● **Dataset entries**:

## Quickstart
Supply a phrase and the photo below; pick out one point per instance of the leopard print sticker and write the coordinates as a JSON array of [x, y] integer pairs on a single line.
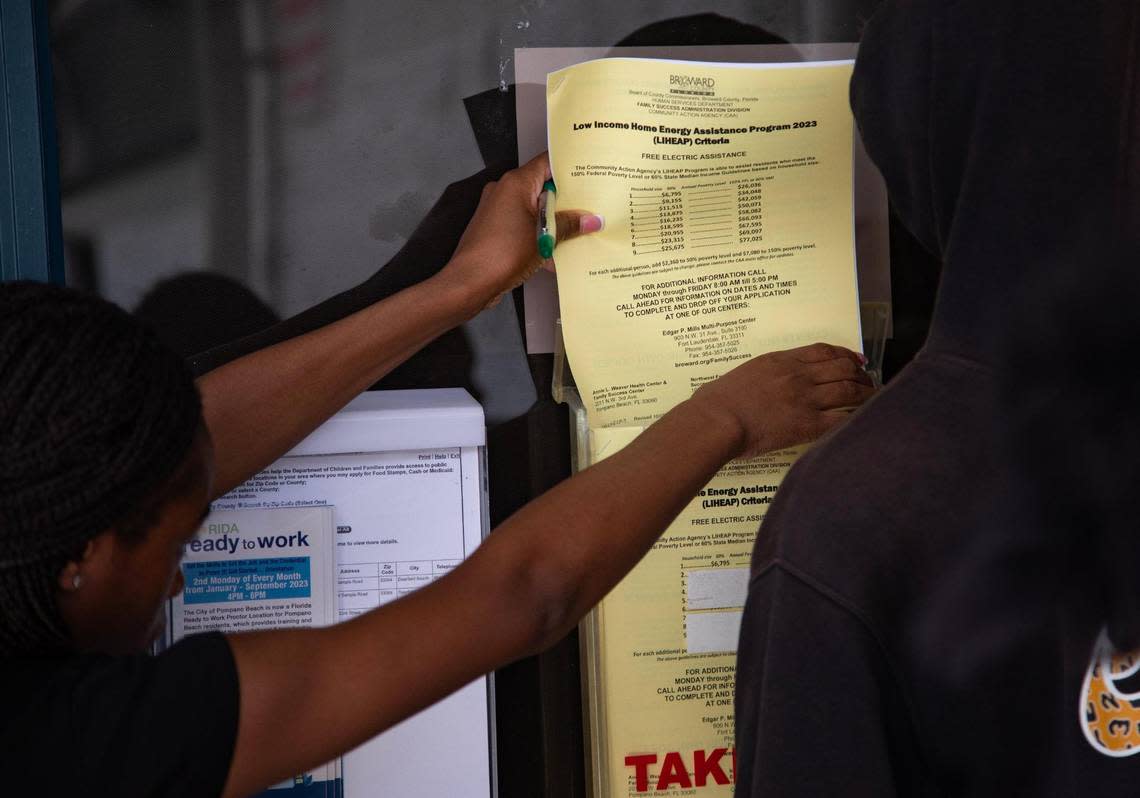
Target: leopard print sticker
[[1109, 717]]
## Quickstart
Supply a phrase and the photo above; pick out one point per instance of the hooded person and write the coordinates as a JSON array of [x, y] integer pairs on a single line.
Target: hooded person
[[876, 657]]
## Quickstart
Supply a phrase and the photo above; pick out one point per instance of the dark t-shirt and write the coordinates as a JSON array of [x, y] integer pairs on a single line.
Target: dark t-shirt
[[881, 654], [97, 725]]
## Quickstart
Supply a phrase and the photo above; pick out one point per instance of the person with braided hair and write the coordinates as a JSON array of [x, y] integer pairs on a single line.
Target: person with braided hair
[[111, 454]]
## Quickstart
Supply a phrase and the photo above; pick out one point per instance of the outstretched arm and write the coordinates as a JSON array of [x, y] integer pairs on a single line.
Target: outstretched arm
[[531, 580], [293, 387]]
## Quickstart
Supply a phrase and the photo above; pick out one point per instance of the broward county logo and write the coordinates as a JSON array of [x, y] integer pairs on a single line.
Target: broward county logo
[[1110, 717]]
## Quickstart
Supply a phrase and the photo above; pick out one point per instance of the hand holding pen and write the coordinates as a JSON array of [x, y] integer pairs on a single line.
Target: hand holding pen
[[497, 251]]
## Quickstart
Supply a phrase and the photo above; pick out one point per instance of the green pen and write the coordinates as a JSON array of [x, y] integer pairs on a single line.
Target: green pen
[[547, 228]]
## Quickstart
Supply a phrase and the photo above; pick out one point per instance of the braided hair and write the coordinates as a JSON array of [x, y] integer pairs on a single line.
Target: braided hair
[[96, 415]]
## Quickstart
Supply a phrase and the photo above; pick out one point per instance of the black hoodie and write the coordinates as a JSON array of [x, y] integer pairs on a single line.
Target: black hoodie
[[1004, 131]]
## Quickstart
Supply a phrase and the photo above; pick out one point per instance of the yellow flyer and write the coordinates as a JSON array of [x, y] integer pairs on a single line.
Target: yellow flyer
[[726, 192]]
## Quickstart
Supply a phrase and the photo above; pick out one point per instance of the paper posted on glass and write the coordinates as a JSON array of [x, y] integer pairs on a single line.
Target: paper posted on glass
[[726, 192], [871, 219], [249, 570]]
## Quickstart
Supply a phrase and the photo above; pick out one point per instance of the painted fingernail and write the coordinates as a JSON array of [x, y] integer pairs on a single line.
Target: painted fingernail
[[591, 222]]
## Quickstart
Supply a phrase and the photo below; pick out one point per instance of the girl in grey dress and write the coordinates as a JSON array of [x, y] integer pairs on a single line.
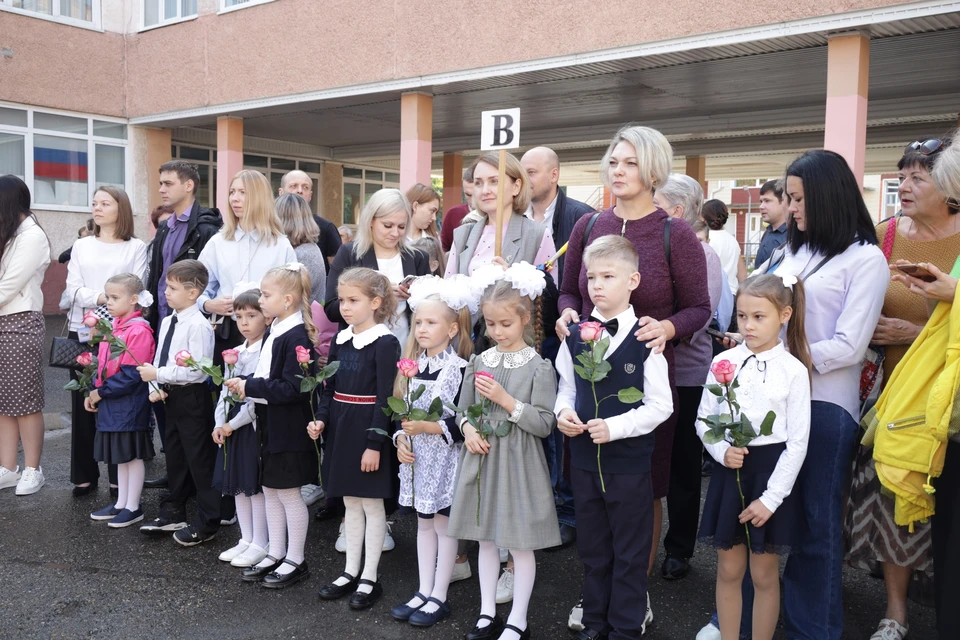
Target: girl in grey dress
[[503, 496]]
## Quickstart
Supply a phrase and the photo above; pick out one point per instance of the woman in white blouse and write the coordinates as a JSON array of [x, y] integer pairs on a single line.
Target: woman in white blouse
[[111, 250], [250, 243]]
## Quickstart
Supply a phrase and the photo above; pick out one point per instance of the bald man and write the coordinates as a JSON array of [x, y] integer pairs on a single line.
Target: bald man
[[301, 184]]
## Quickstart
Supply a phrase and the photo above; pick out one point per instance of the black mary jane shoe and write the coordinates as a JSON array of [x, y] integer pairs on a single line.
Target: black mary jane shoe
[[361, 600], [257, 574], [274, 580], [524, 635], [402, 612], [490, 632], [336, 591]]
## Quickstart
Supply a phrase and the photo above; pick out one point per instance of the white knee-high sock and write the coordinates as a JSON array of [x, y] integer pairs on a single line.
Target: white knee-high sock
[[524, 575], [488, 570], [276, 525], [245, 518], [376, 531], [353, 528], [123, 472], [135, 474], [259, 520], [298, 519]]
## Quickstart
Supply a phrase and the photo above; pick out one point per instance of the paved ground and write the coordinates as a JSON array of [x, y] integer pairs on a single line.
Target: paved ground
[[66, 576]]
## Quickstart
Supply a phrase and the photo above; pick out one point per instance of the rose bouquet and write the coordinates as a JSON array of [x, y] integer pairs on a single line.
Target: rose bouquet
[[733, 426], [593, 368]]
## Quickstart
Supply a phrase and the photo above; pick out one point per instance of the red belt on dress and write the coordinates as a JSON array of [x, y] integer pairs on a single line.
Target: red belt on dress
[[342, 397]]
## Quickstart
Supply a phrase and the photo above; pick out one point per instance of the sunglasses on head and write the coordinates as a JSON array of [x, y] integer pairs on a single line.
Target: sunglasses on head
[[925, 147]]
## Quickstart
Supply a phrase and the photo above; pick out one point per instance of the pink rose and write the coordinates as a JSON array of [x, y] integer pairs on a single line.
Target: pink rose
[[590, 331], [408, 368], [724, 371]]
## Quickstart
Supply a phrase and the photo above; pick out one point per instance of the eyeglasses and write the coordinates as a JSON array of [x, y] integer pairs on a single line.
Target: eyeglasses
[[925, 147]]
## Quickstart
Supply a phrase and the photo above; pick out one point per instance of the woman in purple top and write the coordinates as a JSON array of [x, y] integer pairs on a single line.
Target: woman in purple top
[[671, 302]]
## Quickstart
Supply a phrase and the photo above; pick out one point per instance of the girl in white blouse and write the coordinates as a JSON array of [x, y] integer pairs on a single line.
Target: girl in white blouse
[[751, 491]]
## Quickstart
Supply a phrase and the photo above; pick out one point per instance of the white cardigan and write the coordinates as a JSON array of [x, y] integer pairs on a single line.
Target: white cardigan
[[21, 271]]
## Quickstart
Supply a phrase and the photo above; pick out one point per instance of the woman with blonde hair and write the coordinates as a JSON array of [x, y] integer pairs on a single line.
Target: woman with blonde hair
[[250, 243]]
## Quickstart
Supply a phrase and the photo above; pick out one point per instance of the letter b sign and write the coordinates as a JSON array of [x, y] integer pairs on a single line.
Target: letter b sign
[[500, 129]]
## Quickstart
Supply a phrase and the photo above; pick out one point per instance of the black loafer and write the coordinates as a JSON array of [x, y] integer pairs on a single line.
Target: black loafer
[[335, 591], [274, 580], [257, 574], [402, 612], [361, 600], [674, 568], [490, 632]]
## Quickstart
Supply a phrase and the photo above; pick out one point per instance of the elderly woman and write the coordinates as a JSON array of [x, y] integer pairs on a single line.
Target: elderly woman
[[925, 231], [681, 197]]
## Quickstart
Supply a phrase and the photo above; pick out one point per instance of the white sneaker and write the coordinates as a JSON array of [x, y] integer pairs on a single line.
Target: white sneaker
[[648, 616], [9, 478], [388, 541], [233, 552], [252, 556], [575, 621], [30, 481], [461, 571], [312, 493], [505, 587]]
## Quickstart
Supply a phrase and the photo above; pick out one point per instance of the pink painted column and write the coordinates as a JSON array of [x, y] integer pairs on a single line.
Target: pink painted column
[[229, 156], [416, 139], [848, 75]]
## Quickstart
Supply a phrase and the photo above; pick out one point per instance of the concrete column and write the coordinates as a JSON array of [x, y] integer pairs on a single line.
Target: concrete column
[[452, 180], [416, 139], [229, 156], [697, 169], [848, 71]]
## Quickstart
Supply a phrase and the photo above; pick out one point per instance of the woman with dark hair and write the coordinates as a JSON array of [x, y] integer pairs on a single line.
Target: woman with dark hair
[[24, 256], [110, 251]]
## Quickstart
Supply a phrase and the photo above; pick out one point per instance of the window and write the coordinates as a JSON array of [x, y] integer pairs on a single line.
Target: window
[[157, 13], [62, 157], [80, 13]]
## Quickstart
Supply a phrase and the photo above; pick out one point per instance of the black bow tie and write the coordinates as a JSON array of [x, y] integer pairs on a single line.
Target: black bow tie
[[610, 325]]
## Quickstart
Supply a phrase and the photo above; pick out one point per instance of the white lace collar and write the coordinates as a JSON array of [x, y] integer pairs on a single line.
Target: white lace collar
[[511, 360], [364, 338]]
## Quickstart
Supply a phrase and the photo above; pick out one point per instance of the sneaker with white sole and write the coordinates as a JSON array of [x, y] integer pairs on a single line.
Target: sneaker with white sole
[[312, 493], [253, 556], [575, 621], [30, 481], [9, 478], [505, 587], [233, 552], [461, 571]]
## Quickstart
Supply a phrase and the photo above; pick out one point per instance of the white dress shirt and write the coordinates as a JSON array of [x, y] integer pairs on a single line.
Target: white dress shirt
[[249, 356], [775, 381], [657, 404], [844, 299], [246, 258], [193, 333]]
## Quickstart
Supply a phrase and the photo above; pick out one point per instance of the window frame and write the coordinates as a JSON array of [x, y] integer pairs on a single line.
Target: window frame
[[96, 23], [30, 132]]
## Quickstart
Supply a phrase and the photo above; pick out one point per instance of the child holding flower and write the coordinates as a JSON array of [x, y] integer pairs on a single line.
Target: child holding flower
[[611, 441], [749, 501]]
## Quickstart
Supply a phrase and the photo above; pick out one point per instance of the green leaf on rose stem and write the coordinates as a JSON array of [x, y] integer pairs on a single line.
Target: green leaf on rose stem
[[766, 427], [630, 395]]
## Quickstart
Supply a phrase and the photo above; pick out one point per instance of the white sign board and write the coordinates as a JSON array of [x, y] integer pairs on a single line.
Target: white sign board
[[500, 129]]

● **What to do**: Look through the records for the string "below". Copy every line that has it.

● **Response area**:
Supply a phrase and the photo below; pick out one point per instance of the leopard print sticker and write the coordinates as a JSON array of [x, y] integer pairs on a single line.
Supply a phrase and the photo below; pick out one point per instance of the girl in grey dress and write the coordinates as a JSON array of [x, y] integer pairs on a single line.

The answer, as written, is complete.